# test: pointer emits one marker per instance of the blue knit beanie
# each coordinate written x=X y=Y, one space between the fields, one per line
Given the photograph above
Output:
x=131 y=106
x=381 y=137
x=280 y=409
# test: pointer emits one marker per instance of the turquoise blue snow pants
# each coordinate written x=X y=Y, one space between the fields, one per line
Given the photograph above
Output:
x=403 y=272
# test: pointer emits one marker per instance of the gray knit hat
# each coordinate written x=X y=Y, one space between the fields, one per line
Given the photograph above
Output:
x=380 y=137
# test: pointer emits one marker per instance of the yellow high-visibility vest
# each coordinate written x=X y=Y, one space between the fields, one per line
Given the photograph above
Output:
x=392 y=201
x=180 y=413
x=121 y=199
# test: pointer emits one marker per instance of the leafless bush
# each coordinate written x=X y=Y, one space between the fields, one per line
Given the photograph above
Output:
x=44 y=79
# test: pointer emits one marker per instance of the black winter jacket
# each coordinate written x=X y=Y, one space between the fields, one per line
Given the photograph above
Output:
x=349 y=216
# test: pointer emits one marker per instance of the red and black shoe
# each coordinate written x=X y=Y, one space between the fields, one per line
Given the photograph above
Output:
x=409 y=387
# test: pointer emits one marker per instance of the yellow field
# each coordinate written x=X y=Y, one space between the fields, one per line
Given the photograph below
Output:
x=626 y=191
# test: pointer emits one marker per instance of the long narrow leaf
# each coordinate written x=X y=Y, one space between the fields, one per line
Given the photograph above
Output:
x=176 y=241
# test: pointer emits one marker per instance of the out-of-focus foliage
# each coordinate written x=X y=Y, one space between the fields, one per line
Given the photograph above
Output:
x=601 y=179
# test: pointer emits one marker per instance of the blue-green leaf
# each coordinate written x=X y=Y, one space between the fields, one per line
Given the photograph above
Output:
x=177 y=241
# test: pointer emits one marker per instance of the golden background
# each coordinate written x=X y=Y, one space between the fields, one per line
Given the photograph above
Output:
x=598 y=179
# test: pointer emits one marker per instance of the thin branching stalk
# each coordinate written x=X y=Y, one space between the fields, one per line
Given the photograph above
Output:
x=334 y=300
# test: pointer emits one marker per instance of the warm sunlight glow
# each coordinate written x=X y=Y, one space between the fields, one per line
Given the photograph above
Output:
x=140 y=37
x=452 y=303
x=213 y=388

=====

• **Activity**
From the records above, copy each line where the word "blue" can be found.

• **Solution to this task**
# test: pointer emits one marker per instance of the blue knit beanie
# test: pointer emits one marker per instance of the turquoise blue snow pants
# test: pointer emits one marker per instance of the blue-green leaf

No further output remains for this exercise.